-- Excerpted text start --

Styles & Forms | Funk Soul | Soul & R&B

Since the dawn of the jazz era, the appeal of pop music had become increasingly intertwined with the demands of the dancefloor. As 1960s rock and soul became ever tougher and more orientated towards youth and hedonism it was only a matter of time before someone would come up with the ultimate dance groove.

That someone was soul’s greatest innovator, James Brown, who pioneered a music so orientated towards pure, African-derived rhythm that melody would finally be forced to take a back seat as backbeat took the wheel.

Funk as a term had been around since the turn of the twentieth century, when it applied specifically to the odours produced by the human body during and after sex. By the 1930s it was used to describe music with a dirty, lowdown feel, and by the 1950s it was an alternative name for hard bop, the post-bebop jazz with a straight-ahead, gospel- and swing-influenced rhythm, as typified by Milt Jackson and Horace Silver. But it was 1964 before funk formally twinned with soul, on James Brown’s minor American hit single ‘Out Of Sight’. The track had a familiar blues structure, but the hard-but-swinging, hip-grinding rhythm dominated, and was further developed by Brown on 1965’s world-changing ‘Papa’s Got A Brand New Bag’ and 1966’s ‘I Got You (I Feel Good)’, by which time the entire JB band – horns, guitar, Brown’s screeching staccato vocal – was surrendering melody to beat with a power and vibe as much African as Afro-American. Somewhat surprisingly however, Brown didn’t apply the term funk to his new sound until 1967’s flop single, the instrumental ‘Funky Soul No. 1’.

-- Excerpted text end --
-- Extracted records start --

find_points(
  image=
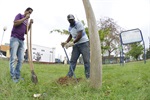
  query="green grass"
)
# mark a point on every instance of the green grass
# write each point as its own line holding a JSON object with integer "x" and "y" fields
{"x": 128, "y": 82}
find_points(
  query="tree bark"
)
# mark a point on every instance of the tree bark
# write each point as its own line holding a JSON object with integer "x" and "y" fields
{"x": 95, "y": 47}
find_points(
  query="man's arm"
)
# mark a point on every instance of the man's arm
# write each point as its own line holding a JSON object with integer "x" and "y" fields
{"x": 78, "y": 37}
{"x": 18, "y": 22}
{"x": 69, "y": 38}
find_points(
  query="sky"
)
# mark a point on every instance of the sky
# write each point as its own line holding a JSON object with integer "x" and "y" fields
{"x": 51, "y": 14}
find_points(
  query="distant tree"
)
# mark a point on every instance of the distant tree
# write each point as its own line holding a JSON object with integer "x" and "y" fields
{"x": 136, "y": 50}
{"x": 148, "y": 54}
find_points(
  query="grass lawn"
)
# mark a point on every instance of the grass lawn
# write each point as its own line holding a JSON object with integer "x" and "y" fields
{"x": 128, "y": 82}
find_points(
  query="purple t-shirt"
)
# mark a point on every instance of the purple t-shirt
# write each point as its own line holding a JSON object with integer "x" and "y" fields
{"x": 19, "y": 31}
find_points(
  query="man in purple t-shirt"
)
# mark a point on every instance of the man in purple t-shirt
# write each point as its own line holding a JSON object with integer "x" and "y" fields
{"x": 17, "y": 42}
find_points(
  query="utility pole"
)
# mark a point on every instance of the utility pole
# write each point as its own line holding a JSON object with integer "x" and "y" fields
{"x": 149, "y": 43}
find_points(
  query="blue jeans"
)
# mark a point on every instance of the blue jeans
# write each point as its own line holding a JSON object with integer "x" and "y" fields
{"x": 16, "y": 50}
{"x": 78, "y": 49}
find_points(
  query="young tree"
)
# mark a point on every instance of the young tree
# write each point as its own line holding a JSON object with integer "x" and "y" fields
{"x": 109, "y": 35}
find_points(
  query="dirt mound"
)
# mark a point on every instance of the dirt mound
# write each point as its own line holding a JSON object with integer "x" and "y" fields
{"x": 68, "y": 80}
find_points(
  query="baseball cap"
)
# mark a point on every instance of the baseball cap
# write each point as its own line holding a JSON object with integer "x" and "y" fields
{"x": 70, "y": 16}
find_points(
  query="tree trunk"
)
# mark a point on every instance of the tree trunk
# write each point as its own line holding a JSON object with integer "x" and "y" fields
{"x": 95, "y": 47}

-- Extracted records end --
-- Extracted records start --

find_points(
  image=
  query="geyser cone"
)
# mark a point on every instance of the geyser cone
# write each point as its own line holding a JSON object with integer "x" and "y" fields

-- Extracted records end --

What is asked
(A) According to the funk soul passage, on which 1967 single did James Brown first apply the term funk to his new sound?
(B) Render this sentence from the funk soul passage into Spanish: "Since the dawn of the jazz era, the appeal of pop music had become increasingly intertwined with the demands of the dancefloor."
(C) Carry on the funk soul history past its final sentence.

The results
(A) 'Funky Soul No. 1', an instrumental that flopped.

(B) Desde los albores de la era del jazz, el atractivo de la música pop se había entrelazado cada vez más con las exigencias de la pista de baile.

(C)
As Brown’s career progressed, funk began to dominate his oeuvre. As well as making his own genre-defining classics including ‘Say It Loud – I’m Black And I’m Proud’, ‘Sex Machine’ (arguably the first disco record) and ‘Funky Drummer’ (which became the most sampled track of the late-1980s/early-1990s when Clyde Stubblefield’s drum break became ubiquitous on hip hop tracks of the period), Brown co-wrote, arranged and produced an enormous catalogue of funk classics for his ‘Funk Family’. In some cases, tunes by the likes of Fred Wesley & The JB’s, Maceo & The Macks, Bobby Byrd, Vicki Anderson, Lyn Collins and Marva Whitney are more treasured than Brown’s own by the funk connoisseur.

Soul Greats Get Funky

Of course, other soul greats applied the same kind of rolling, undulating rhythms to their work. Atlantic Records soul singer Wilson ‘The Wicked’ Pickett’s 1965 anthem ‘In The Midnight Hour’ is a blueprint for strutting down tempo funk, and arguably the greatest soul singer of all, Memphis’s Aretha Franklin, essayed a more subtle, gospel-edged funk sound on 1967 classics ‘Respect’ and ‘Chain Of Fools’ and 1971’s ‘Rock Steady’. Funk/R&B crossovers like Eddie Floyd’s 1966 ‘Knock On Wood’ and Bob & Earl’s 1969 ‘Harlem Shuffle’ (originally recorded in 1964 and arranged by Barry White) also added to the burgeoning...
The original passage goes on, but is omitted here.